# Deep Neural Network for MNIST Classification

The dataset provides 70,000 images (28x28 pixels) of handwritten digits (1 digit per image). 

The goal is to write an algorithm that detects which digit is written. Since there are only 10 digits (0, 1, 2, 3, 4, 5, 6, 7, 8, 9), this is a classification problem with 10 classes. 


In [9]:
import numpy as np
import tensorflow as tf
import tensorflow_datasets as tfds

## Data

In [2]:
# tfds.load(name, with_info, as_supervised) - loads a dataset from TensorFlow datasets 
# as_supervised=True - loads the data in a 2-tuple structure[input, target]
# with_info = True - provides a tuple containing info about version, features, # of datasets
mnist_dataset, mnist_info = tfds.load(name='mnist', with_info=True, as_supervised=True)

_Problems_:
a: According to the MNIST page, why is recognizing the handwritten digit a classification problem with 10 classes?
b: Write out the point labeling rows below word for word, but leave out the pictures.

Point labeling dataset excerpts
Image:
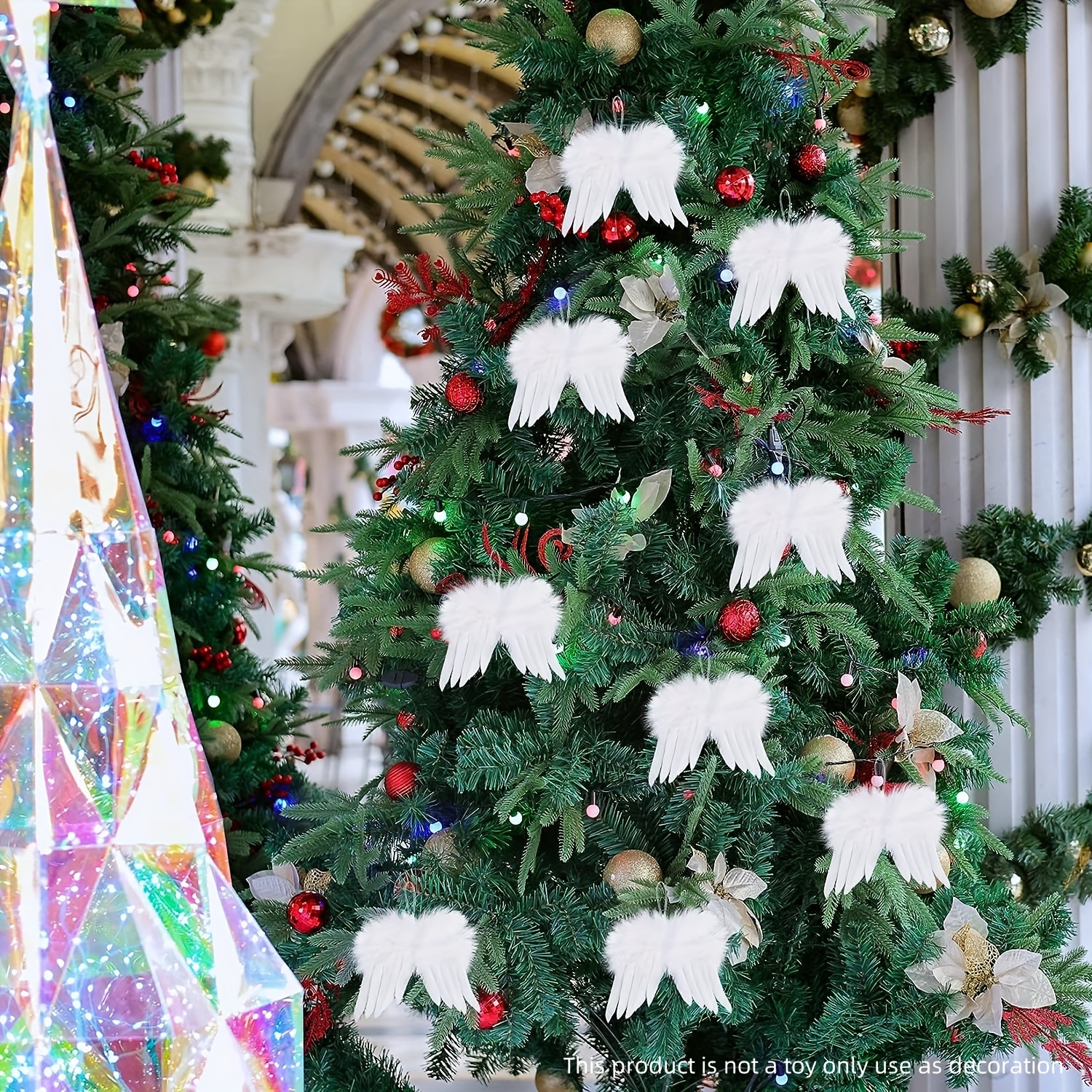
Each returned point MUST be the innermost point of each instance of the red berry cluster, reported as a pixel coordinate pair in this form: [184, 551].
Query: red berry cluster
[550, 207]
[157, 170]
[207, 660]
[294, 751]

_Final answers_:
a: There are only 10 possible digits, 0 through 9, and the algorithm has to detect which one is written in each image. Each digit is one class, so there are 10 classes.

b:
Image:
Each returned point MUST be the innermost point of each instance of the red berry cluster, reported as a pixel coordinate pair in this form: [184, 551].
Query: red berry cluster
[550, 207]
[157, 170]
[207, 660]
[294, 751]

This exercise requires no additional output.